WHAT IS ASKED: Return each line of the items below that contains the string "jacket", copying every such line in full.

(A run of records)
────────────────────

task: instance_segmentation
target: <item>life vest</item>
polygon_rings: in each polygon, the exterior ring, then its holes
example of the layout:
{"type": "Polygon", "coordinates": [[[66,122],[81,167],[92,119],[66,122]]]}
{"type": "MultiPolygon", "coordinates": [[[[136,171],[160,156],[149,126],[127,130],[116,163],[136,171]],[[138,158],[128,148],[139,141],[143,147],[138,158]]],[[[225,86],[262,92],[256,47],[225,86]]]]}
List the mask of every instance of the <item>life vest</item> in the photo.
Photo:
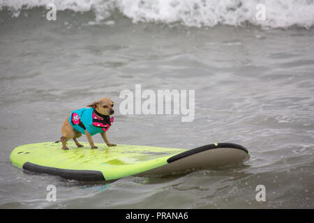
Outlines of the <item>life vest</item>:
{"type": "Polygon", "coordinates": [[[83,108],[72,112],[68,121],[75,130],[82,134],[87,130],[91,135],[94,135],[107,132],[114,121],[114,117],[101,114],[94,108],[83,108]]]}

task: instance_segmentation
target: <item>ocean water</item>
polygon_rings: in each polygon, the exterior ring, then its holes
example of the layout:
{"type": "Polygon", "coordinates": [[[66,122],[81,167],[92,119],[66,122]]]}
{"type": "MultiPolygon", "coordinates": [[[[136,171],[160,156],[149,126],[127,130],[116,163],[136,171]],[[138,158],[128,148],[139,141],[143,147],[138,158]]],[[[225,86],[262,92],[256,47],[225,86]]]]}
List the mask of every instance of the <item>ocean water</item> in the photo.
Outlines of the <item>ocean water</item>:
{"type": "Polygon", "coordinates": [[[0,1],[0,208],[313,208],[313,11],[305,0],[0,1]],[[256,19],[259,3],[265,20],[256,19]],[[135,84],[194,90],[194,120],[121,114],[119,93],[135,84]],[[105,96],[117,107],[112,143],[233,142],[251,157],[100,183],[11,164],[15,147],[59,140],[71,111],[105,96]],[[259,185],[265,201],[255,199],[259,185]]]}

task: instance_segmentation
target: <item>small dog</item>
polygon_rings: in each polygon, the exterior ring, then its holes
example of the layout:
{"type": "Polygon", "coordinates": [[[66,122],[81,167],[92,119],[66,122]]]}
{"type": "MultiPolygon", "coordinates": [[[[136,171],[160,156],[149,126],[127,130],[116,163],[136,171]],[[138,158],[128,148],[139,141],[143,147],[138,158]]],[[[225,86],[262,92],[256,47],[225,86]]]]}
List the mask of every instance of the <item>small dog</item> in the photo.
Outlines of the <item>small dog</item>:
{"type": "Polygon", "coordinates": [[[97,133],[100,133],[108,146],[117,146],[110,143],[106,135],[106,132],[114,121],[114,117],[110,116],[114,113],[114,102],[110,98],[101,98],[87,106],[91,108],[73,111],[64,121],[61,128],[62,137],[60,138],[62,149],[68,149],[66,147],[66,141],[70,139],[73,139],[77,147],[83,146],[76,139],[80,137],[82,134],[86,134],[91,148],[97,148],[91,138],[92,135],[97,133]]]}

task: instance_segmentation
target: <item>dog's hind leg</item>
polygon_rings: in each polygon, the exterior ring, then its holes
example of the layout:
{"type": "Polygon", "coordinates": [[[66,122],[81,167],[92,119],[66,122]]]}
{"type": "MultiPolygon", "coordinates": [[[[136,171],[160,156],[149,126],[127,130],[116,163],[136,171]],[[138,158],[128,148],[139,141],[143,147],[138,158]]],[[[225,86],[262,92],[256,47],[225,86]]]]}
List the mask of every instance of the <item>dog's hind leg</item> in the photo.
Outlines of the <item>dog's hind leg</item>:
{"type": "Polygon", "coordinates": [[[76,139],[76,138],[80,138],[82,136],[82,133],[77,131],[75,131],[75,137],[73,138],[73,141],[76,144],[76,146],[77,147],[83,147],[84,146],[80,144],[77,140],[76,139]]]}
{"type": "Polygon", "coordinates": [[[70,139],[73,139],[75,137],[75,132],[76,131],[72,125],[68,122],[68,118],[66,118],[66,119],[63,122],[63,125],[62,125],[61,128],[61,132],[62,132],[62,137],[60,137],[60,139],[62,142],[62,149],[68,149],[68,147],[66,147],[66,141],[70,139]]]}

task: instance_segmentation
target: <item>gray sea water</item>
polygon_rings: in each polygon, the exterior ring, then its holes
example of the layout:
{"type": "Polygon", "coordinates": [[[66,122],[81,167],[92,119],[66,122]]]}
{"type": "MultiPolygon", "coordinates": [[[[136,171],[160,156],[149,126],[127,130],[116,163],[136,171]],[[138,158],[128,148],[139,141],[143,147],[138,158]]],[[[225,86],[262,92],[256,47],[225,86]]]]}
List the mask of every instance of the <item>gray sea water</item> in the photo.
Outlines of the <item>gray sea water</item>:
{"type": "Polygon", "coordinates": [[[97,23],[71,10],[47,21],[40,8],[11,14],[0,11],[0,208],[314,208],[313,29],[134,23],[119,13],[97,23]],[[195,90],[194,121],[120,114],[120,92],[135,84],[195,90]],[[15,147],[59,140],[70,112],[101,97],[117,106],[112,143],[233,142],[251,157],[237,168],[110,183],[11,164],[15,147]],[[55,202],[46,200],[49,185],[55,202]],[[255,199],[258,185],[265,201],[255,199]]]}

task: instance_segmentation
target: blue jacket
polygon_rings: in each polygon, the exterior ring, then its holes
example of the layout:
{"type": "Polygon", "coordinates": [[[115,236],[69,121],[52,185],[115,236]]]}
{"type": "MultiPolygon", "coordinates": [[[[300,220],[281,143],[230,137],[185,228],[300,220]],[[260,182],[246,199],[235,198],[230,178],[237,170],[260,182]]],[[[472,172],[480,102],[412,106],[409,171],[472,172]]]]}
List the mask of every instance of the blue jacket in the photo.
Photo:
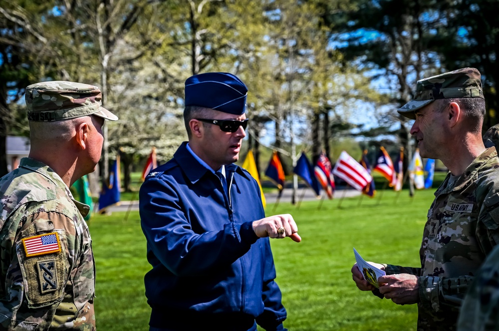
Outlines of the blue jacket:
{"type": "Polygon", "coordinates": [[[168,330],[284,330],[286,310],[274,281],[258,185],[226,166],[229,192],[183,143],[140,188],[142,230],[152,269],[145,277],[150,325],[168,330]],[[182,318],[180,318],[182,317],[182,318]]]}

────────────────────

OUTPUT OF THE TASK:
target: blue jacket
List the mask of every instance of the blue jacket in the photo.
Outlines of the blue jacket:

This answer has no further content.